:: 作業依頼 1 ::
熱中症の記事では、熱中症対策が引き続き大切だとされている。その理由を1~3文で説明してください。
:: 作業依頼 2 ::
熱中症の記事のうち、「本当は怖い「熱中症」を医師が」から「症対策は大切と言えるだろう。」までを、両端を含めて一字一句たがえずに書き写してください。

:: 本文 ::
========
本当は怖い「熱中症」を医師が解説――対策は「涼しくなる秋まで」「エアコンは26~27度程度」
そんな熱中症だが、星野氏いわく、「ニュースなどでもよく取り上げられてますが、ここ数年明らかに夏場の気温が上がっているようです。湿度の高まる梅雨時から、涼しくなる秋まではいつでも熱中症になりうると考えられます」といい、引き続き熱中症対策は大切と言えるだろう。
なお、熱中症には「なりやすい人」と「環境」があり、「厚生労働省の指摘によると、熱中症の発生特徴に関しては、『1. 高齢者が急増』『2. 高温多湿の日(高温の日が続く)に多い』『3. 高温の年は高齢者が多い』『4. 急に暑くなった時期に多い』『5. 高齢者は家庭内で、成年は職場で、 若者は運動時に、乳幼児は車内で発症』などが挙げられています」という。こうした特徴を見るに、「熱中症患者の半数は、特に運動時などではない『日常生活』の中で発症していることも留意すべき点です」と星野氏は言う。
========
参照表現ポインティングデータ
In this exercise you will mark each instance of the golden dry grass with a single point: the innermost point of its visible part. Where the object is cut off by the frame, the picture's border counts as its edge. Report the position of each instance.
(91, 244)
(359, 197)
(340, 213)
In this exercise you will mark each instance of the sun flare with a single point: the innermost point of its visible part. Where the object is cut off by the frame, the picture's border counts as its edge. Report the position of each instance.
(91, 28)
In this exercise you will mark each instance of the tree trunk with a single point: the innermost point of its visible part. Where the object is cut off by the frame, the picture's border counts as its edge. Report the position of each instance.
========
:: 解答 1 ::
ここ数年、夏場の気温が明らかに上がっているようだからだ。そのため、湿度の高まる梅雨時から涼しくなる秋までは、いつでも熱中症になりうると考えられる。

:: 解答 2 ::
本当は怖い「熱中症」を医師が解説――対策は「涼しくなる秋まで」「エアコンは26~27度程度」
そんな熱中症だが、星野氏いわく、「ニュースなどでもよく取り上げられてますが、ここ数年明らかに夏場の気温が上がっているようです。湿度の高まる梅雨時から、涼しくなる秋まではいつでも熱中症になりうると考えられます」といい、引き続き熱中症対策は大切と言えるだろう。